*Task statement*. Copy out each of the following lines word for word, from the first through the last.

*****

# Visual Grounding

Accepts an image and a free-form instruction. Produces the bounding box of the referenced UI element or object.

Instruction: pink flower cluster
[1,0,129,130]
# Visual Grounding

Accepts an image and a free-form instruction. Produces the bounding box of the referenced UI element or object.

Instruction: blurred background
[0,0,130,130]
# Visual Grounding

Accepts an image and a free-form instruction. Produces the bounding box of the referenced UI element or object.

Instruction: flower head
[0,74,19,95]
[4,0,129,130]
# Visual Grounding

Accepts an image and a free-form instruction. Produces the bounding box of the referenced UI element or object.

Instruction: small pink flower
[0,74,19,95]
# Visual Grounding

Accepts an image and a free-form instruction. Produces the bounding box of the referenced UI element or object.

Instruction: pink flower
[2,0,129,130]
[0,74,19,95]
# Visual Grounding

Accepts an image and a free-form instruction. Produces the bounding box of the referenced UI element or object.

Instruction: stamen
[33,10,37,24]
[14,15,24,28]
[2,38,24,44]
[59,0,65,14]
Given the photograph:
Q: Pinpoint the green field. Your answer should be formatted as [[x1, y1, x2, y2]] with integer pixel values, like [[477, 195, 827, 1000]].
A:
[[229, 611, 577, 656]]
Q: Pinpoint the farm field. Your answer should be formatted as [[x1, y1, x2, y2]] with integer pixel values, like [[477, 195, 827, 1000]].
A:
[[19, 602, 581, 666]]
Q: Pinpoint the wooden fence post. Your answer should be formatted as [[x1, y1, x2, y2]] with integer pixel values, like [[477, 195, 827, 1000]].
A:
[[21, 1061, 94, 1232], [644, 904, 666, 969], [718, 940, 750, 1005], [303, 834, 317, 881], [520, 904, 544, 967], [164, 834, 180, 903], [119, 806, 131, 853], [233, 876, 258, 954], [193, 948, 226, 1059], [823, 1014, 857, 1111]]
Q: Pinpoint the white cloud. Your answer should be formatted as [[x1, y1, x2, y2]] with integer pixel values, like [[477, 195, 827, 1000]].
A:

*****

*Result of the exercise*.
# Visual Grounding

Accepts an image and a free-form instruction. Produces the bounding box of the referenced UI element or object.

Instruction: pink flower cluster
[1,0,129,130]
# Visual Grounding

Accepts an image and a free-form instruction. Produces the bounding box of the referenced UI element or object.

Instruction: blurred background
[0,0,130,130]
# Visual Grounding

Accepts an image and a free-form instruction. Produces the bounding box of the referenced UI element or object.

Instruction: flower head
[0,74,19,95]
[4,0,129,130]
# Visual Grounding

Accepts an image and a free-form instruction. Produces the bounding box of the referenced UI element or object.

Instruction: small pink flower
[0,74,19,95]
# Visual Grounding

Accepts an image and a free-form instruction. Produces the bounding box of the referenced UI element or object.

Instruction: pink flower
[2,0,129,130]
[0,74,19,95]
# Visual Grounding

Accepts an image and a free-form instruction. Produces the bounding box of the referenced UI element or object.

Instruction: stamen
[33,10,37,24]
[14,15,24,28]
[2,38,24,44]
[59,0,65,14]
Given the photograph:
Q: Pinpoint the green field. Your answer should be formatted as [[x1, y1, x2, y2]] with integer pixel values, like [[477, 195, 827, 1000]].
A:
[[229, 611, 577, 656]]
Q: Pinpoint the farm field. Your answer should be formatted as [[x1, y1, x2, y2]] with integer pixel values, like [[477, 195, 827, 1000]].
A:
[[19, 602, 581, 666]]
Q: Pinpoint the wooden fence post. Your answer should be formatted as [[x1, y1, x2, y2]] with integer pixel values, like [[477, 195, 827, 1000]].
A:
[[21, 1061, 94, 1232], [644, 904, 666, 969], [718, 940, 750, 1005], [303, 834, 317, 881], [520, 904, 544, 967], [164, 834, 180, 903], [119, 806, 131, 853], [233, 876, 258, 954], [193, 948, 226, 1059], [823, 1014, 857, 1111]]
Q: Pinpoint the white cloud. Your answer should be formatted as [[x1, y1, x2, y2]] with integer pixel values, like [[477, 195, 827, 1000]].
A:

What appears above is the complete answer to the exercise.